2) The US only has two political parties worth noting. In the UK, it's frequent for seats to be won without an absolute majority (i.e. less than 50% of the FPTP vote). In the US, it's very rare. The result is that the threshold for minority representation in a PR system is higher, exacerbating the problem of constituency size.
3) While gerrymandering is a real problem, I'm skeptical when the evidence for increased Republican adeptness at it is that Republicans keep getting elected despite the voters being more Democratic. The same election problem applies to governors and senators, and they're elected not by districts but by states. State borders don't change. They can't be gerrymandered. Whatever's causing this, it's more deep-set than gerrymandering alone.
no subject
Date: 2018-02-08 02:07 pm (UTC)The point about PR and distance from the electorate is interesting. How much of the role of a glorified social worker do Federal Representative's have to take on? How easy is it for them to take the temperature on particular issues from their consituents is it without having to go round and door knock on every house?
Rather than using STV which relies on multi-member constituencies you could use the Additional Member System using each state as the top-up region. The single-member constituencies would grow a little but not vastly and the US already seems okay with Senators representing a whole state.
Perhaps the real difference that some form of PR would make would be if it were common at local and state levels and therefore allow smaller parties and political coalitions to get some practical influence on policy build up sufficient support to gain seats in the House, or at least threaten to. That's perhaps nearly as valuable. UKIP has been a very successful political party without winning a single seat at a UK general election in about twenty years.
------------------------------------
**AIM 1:** In the comments on proportional representation, which system is suggested as an alternative to STV, with each state serving as the top-up region?
**AIM 2:** Write what follows next in the comments on proportional representation, picking up after their final sentence.
The records that come next were taken from a separate source.
------------------------------------
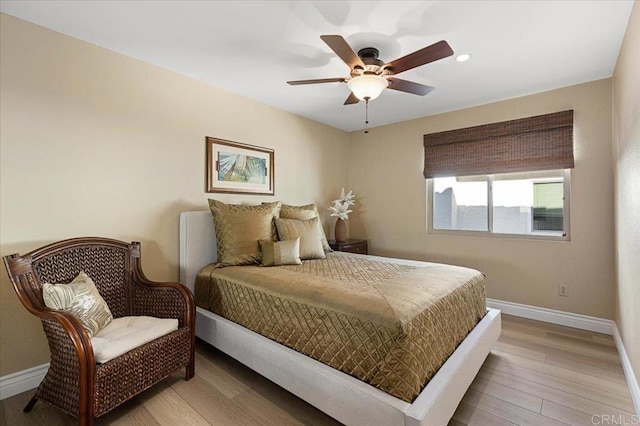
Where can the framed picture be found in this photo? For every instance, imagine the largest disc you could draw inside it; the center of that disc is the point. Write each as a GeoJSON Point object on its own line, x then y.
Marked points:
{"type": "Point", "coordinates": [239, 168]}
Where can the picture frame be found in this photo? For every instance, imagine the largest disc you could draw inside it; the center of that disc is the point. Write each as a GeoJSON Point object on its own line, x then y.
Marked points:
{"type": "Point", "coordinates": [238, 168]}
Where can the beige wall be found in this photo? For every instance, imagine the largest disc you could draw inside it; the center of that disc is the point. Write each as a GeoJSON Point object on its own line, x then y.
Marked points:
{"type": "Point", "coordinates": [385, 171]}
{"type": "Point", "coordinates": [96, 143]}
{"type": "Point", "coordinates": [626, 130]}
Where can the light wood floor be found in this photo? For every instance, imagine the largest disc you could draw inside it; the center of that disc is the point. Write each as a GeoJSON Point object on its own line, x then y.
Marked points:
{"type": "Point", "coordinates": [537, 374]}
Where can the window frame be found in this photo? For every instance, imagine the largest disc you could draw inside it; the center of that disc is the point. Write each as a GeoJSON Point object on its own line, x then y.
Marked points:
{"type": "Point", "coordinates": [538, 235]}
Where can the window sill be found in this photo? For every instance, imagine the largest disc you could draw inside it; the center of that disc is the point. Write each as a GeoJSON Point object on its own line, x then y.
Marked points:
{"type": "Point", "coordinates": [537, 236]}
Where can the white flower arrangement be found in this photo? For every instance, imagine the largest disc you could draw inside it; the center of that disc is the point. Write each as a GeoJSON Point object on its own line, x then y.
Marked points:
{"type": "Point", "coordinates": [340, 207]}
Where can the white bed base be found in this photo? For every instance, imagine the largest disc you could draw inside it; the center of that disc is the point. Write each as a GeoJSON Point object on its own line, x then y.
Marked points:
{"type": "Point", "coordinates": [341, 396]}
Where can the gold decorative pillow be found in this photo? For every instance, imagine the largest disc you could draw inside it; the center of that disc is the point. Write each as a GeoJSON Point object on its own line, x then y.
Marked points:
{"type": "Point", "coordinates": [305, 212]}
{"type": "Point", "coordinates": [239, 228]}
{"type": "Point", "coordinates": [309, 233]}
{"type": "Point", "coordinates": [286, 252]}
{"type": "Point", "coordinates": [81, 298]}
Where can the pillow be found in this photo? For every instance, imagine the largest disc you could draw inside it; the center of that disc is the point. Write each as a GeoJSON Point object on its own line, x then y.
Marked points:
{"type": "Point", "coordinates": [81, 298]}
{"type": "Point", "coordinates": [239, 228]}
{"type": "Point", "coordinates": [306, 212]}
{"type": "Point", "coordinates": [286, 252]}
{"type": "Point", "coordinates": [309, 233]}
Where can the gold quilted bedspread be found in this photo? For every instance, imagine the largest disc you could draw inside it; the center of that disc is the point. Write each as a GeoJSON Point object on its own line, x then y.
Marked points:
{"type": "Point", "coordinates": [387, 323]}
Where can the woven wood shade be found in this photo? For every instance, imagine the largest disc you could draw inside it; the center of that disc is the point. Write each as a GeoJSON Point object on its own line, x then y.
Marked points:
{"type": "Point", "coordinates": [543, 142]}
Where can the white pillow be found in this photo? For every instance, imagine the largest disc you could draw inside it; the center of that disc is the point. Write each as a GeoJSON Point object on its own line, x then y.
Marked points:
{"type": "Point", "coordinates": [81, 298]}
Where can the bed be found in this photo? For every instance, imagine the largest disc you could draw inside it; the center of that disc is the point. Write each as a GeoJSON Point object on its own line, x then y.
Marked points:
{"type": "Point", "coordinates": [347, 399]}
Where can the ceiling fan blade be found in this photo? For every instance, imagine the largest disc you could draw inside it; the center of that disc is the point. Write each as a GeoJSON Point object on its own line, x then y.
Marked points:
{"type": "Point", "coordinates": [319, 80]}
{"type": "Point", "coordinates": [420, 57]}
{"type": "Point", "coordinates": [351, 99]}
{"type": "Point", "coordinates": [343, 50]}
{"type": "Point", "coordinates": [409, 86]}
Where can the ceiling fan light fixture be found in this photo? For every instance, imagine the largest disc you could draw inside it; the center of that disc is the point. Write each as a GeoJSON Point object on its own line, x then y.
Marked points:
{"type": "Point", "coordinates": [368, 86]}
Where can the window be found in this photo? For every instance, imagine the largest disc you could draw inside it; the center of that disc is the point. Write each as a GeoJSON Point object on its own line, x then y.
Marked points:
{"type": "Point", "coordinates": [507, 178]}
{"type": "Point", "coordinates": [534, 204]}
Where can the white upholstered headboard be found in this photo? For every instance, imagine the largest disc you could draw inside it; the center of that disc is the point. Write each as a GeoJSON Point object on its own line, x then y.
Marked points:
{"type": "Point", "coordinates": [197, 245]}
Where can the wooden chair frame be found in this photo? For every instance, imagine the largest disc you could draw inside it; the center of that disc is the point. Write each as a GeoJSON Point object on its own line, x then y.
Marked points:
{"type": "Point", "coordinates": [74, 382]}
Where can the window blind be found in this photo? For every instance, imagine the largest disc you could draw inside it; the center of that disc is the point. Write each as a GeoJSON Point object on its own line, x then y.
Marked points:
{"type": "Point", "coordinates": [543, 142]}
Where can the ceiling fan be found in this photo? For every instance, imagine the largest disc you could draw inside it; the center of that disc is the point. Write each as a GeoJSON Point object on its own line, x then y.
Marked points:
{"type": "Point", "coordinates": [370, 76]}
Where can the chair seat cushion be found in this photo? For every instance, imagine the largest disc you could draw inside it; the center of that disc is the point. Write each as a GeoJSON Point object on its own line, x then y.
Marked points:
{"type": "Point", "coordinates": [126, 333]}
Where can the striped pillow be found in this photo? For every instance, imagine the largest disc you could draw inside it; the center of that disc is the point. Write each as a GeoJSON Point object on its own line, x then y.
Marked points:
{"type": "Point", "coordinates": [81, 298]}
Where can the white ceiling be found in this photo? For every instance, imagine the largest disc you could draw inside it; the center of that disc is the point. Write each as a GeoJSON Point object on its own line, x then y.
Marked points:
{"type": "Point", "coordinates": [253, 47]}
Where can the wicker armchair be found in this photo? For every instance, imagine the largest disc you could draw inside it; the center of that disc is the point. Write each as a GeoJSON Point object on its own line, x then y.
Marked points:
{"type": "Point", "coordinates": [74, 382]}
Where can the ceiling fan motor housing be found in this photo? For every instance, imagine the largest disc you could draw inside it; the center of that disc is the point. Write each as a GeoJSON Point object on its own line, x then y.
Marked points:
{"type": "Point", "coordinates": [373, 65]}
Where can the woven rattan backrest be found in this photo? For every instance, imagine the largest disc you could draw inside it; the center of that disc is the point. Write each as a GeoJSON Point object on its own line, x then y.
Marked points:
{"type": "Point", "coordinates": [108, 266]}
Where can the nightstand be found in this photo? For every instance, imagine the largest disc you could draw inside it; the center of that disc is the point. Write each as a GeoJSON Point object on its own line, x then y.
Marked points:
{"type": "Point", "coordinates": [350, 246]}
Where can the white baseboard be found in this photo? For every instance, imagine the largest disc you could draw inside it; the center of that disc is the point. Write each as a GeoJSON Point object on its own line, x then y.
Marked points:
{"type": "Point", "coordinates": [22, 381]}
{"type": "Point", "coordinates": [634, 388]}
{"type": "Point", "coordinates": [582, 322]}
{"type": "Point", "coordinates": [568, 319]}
------------------------------------
**REPLY 1:** The Additional Member System.

**REPLY 2:**
Nate Silver's outfit have been writing a lot about gerrymandering in the US but, sadly, I've not had the time to read most of it.
no subject
Date: 2018-02-08 04:58 pm (UTC)You ask how the US handles constituency surgeries. Differently. Because of the size of our districts, all Congressfolk have very large staffs, with established district offices (often several, in geographically large districts) as well as in Washington. They handle the constituent interface. Personal interactions with Congressfolk take place mostly at large open public meetings, usually known as Town Halls (after the name of the traditional public business forums in New England). You may have read of various Republicans hastily cancelling these after being shouted down at them by angry constituents.
In California, where the state legislative districts are about the same size as our federal congressional districts, the legislators handle things the same way. It's probably different in other states with smaller legislative districts. And you're right, PR might work best at the state level in those states. (There are a few cities trying it for municipal elections.)
You suggest that an AMS wouldn't increase the size of the individual-member districts very much. I'm not so sure. In the Bundestag, 50% of the members are top-offs; at Holyrood, it's about 43%. That would mean, without increasing the membership of Congress, approximately doubling the size of our already enormous districts.